Material provided:
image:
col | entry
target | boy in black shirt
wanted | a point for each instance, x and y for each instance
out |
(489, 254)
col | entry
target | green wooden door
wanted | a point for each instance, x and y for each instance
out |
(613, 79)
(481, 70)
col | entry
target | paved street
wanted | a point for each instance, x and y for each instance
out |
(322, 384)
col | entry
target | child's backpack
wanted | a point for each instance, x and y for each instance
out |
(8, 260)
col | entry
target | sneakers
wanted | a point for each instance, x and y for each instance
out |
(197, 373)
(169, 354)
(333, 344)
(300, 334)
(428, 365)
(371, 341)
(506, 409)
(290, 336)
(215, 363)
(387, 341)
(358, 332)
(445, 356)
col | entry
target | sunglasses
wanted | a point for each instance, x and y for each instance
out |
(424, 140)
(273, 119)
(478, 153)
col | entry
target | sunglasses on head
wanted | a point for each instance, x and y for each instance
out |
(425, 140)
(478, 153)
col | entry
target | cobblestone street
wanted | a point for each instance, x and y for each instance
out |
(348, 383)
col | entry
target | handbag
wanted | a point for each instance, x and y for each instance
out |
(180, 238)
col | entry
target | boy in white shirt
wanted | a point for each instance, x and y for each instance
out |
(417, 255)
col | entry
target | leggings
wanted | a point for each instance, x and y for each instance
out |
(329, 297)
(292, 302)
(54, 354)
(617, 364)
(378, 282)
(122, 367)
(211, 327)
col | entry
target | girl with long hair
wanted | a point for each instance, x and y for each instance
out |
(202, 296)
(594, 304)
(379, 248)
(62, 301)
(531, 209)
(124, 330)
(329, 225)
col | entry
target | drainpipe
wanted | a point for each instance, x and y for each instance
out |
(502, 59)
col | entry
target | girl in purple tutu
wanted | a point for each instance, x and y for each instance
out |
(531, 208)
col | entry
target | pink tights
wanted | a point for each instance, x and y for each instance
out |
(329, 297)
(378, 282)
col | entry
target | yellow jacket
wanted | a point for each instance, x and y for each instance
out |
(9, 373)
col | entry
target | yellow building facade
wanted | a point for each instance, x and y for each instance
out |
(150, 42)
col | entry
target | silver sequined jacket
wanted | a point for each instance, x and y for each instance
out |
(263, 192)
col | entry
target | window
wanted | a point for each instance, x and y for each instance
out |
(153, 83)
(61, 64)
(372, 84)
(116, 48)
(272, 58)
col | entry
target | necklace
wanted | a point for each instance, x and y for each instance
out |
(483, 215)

To be done: Recopy the entries above exactly, with every line included.

Result for this exercise:
image:
col | entry
target | boy in black shirt
wanted | a point for each instance, x and y for each instance
out |
(489, 254)
col | entry
target | green wooden door
wanted | a point for each instance, x and y for each instance
out |
(613, 79)
(481, 70)
col | entry
target | paved street
wanted | a point for each instance, x and y for each instance
out |
(322, 384)
col | entry
target | child's backpack
wanted | a point for each instance, x and y for each instance
out |
(8, 260)
col | entry
target | sneakers
wanted | a point for each instance, x and y for each instance
out |
(197, 373)
(169, 354)
(333, 344)
(300, 334)
(428, 365)
(371, 341)
(506, 409)
(290, 336)
(215, 363)
(387, 341)
(358, 332)
(445, 356)
col | entry
target | sunglasses
wanted | a point for each instance, x and y for each instance
out |
(424, 140)
(273, 119)
(478, 153)
col | entry
target | sunglasses on head
wanted | a point for each instance, x and y for each instance
out |
(425, 140)
(478, 153)
col | entry
target | cobblestone street
wanted | a point for each instance, x and y for each instance
out |
(348, 383)
col | entry
target | handbag
wanted | a point for each instance, x and y for each instance
out |
(180, 238)
col | entry
target | boy in white shirt
wanted | a point for each instance, x and y for each instance
out |
(417, 255)
col | entry
target | leggings
wanted | a point for each instance, x and y for each instance
out |
(329, 297)
(292, 302)
(54, 354)
(617, 364)
(378, 282)
(122, 367)
(211, 327)
col | entry
target | girl with long hair
wanted | a point for each instance, x and y for each instance
out |
(202, 296)
(594, 304)
(379, 248)
(62, 301)
(531, 209)
(124, 330)
(329, 225)
col | entry
target | drainpipe
wanted | a point for each instance, x and y for each instance
out |
(502, 59)
col | entry
target | girl in purple tutu
wanted | a point for each instance, x and y for each instance
out |
(531, 208)
col | entry
target | pink tights
wanted | a point for each instance, x and y for each instance
out |
(329, 297)
(378, 282)
col | entry
target | yellow jacket
wanted | a point for each instance, x and y for each instance
out |
(9, 373)
col | entry
target | yellow building facade
wanted | a point for each instance, x and y for each instance
out |
(150, 42)
col | entry
target | silver sequined jacket
wanted | a point for each instance, x and y for each instance
out |
(263, 192)
col | entry
target | window
wanted | a point for each instance, x and y for each instance
out |
(153, 83)
(61, 64)
(372, 84)
(116, 48)
(272, 58)
col | entry
target | necklace
wanted | a point for each instance, x and y for each instance
out |
(483, 215)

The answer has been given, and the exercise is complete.